### Exercise aim
Restate the full set of records exactly, word for word.

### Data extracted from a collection
>>

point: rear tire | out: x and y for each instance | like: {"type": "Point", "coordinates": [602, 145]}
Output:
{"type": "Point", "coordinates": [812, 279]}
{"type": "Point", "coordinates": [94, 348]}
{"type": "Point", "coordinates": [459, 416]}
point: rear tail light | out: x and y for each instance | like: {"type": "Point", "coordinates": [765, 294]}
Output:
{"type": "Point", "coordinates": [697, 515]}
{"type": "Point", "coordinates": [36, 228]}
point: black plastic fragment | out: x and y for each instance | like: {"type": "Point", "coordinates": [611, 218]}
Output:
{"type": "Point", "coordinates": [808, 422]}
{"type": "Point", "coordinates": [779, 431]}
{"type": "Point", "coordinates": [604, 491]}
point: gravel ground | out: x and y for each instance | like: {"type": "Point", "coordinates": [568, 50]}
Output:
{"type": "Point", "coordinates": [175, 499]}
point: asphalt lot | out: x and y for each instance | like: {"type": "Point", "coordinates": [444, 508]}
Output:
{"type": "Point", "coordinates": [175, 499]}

<<

### Output for this exercise
point: rear tire | out: x and y for each instance | like: {"type": "Point", "coordinates": [602, 145]}
Output:
{"type": "Point", "coordinates": [812, 279]}
{"type": "Point", "coordinates": [94, 348]}
{"type": "Point", "coordinates": [459, 416]}
point: rear tail light | out: x and y for each instance | like: {"type": "Point", "coordinates": [765, 294]}
Output:
{"type": "Point", "coordinates": [697, 515]}
{"type": "Point", "coordinates": [36, 228]}
point: black plastic fragment | out: x and y for each instance | like: {"type": "Point", "coordinates": [611, 218]}
Output:
{"type": "Point", "coordinates": [808, 422]}
{"type": "Point", "coordinates": [779, 431]}
{"type": "Point", "coordinates": [604, 491]}
point: gravel ground | out: x and y for each instance | like: {"type": "Point", "coordinates": [568, 50]}
Output:
{"type": "Point", "coordinates": [175, 499]}
point: asphalt lot | out: x and y for each instance | like: {"type": "Point", "coordinates": [444, 508]}
Output:
{"type": "Point", "coordinates": [175, 499]}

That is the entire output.